Show every line in the entries below that contains the word "distant". Case counts.

BEGIN DATASET RECORDS

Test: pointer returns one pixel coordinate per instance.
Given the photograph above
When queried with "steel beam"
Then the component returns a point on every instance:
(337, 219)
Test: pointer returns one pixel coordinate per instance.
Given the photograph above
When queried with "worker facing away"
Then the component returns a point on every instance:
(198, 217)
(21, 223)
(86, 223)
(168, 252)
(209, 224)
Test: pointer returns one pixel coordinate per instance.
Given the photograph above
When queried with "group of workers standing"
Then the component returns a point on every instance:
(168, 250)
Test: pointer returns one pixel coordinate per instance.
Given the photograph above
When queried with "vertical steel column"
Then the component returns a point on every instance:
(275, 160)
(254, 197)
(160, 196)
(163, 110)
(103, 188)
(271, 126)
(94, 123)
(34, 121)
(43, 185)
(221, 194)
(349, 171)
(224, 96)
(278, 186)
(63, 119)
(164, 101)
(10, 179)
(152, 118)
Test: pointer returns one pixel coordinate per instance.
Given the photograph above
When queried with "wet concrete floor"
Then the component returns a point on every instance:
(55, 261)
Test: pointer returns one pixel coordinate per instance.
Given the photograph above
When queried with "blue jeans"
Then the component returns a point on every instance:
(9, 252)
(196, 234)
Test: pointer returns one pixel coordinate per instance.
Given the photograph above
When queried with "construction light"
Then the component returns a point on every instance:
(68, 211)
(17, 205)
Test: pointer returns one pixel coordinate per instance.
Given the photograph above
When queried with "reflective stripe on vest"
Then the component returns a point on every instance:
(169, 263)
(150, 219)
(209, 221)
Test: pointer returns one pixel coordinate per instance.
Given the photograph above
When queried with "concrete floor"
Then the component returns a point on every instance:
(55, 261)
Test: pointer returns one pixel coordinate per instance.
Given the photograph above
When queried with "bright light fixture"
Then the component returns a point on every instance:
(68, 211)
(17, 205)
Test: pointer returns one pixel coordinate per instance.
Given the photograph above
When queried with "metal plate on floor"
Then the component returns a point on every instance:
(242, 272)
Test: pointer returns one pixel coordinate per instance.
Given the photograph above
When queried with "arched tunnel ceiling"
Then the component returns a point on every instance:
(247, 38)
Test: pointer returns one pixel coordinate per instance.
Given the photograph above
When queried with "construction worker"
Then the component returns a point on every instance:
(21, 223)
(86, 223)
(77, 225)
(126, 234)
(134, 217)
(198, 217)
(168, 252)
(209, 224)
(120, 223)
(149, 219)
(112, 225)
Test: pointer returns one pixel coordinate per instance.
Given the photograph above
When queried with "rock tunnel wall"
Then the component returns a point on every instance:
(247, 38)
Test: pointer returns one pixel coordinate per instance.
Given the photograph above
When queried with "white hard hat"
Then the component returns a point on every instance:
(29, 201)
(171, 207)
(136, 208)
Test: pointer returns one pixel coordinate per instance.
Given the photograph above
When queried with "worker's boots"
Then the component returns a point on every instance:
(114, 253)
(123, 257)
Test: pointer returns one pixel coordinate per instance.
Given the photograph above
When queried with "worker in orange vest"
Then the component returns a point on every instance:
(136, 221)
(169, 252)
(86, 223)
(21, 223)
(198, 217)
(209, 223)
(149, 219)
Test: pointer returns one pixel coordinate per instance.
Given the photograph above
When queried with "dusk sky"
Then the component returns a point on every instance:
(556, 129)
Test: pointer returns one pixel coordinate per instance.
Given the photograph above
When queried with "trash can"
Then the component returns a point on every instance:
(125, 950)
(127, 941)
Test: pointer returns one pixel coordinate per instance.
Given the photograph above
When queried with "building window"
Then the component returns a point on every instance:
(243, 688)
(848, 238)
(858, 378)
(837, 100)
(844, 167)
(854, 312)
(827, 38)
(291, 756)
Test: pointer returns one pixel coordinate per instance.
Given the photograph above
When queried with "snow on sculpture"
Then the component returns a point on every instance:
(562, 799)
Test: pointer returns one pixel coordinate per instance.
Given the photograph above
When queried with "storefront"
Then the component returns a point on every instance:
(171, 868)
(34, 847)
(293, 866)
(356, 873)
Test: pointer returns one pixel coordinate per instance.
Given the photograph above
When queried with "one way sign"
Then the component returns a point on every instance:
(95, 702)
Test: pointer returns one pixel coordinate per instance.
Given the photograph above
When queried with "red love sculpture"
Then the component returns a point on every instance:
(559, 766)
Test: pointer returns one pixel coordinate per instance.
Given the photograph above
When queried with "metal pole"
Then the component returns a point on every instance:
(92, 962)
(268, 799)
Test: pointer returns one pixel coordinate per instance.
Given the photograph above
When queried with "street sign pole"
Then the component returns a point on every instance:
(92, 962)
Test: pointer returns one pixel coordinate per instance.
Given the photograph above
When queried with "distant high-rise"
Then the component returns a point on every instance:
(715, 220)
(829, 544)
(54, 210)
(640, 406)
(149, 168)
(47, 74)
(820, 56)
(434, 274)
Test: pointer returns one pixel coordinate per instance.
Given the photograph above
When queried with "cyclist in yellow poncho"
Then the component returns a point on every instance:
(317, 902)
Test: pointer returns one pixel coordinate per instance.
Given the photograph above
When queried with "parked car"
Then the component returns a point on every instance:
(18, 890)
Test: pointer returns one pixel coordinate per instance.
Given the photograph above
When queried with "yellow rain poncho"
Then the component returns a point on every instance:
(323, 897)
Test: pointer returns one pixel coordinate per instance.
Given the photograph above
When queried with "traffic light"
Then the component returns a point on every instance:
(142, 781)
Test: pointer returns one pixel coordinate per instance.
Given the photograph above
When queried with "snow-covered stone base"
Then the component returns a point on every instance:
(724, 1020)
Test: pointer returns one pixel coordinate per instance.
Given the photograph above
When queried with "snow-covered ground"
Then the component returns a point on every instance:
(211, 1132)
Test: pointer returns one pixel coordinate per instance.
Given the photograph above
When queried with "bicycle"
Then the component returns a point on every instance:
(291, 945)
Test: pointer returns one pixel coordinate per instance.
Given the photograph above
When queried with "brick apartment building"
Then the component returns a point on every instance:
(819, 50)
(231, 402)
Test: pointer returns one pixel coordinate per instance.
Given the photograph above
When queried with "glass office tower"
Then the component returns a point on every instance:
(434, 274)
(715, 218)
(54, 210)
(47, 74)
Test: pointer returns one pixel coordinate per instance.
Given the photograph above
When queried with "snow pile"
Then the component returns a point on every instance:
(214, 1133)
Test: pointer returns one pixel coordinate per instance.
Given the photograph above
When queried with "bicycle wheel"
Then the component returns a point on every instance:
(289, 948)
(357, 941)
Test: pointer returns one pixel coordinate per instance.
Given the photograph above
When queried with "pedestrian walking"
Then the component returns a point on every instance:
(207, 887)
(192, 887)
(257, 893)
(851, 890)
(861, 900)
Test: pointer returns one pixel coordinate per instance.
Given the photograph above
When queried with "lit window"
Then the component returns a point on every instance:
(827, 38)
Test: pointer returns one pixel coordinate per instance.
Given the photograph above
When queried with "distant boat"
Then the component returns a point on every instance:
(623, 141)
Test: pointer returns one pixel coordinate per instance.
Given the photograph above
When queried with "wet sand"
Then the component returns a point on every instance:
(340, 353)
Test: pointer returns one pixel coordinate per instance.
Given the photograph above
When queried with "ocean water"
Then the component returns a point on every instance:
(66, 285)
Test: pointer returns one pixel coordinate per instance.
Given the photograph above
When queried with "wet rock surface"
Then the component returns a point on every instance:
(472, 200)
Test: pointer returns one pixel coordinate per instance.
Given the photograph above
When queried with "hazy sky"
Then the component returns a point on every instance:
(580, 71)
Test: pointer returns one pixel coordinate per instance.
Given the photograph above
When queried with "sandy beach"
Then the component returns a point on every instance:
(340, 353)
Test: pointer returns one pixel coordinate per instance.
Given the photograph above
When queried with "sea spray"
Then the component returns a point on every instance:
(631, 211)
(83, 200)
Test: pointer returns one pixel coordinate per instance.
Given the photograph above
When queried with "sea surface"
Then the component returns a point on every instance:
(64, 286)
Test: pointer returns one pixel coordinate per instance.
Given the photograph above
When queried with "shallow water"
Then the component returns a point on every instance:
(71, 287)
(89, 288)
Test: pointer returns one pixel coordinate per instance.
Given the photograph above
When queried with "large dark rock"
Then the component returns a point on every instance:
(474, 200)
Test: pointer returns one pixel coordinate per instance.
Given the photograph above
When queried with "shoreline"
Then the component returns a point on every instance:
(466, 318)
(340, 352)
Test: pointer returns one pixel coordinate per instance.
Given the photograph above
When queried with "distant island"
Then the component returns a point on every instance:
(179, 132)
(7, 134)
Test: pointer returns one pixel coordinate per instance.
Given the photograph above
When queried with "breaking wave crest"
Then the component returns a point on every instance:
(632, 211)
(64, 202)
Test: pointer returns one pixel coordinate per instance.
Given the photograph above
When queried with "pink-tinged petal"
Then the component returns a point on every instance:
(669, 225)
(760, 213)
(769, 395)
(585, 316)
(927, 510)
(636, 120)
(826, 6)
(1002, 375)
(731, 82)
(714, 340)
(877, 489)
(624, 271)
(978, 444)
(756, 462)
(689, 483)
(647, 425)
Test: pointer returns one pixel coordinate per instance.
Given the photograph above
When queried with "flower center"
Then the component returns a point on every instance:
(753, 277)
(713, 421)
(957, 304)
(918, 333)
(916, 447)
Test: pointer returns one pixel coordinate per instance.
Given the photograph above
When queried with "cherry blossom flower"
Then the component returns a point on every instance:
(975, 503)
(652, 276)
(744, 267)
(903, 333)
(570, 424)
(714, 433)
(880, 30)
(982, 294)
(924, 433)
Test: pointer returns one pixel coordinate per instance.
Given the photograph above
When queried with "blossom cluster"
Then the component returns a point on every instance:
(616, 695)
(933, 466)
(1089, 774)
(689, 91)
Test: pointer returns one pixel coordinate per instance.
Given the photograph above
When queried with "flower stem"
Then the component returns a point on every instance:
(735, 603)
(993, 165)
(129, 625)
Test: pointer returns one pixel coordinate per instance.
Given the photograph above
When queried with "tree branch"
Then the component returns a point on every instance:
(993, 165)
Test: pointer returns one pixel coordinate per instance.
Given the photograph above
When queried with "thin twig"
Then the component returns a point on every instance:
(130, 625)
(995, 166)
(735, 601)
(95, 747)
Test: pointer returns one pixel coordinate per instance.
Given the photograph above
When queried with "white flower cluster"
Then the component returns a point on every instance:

END DATASET RECORDS

■ TASK RESULT:
When queried with "distant high-rise"
When queried with "distant boat"
When queried with "distant island"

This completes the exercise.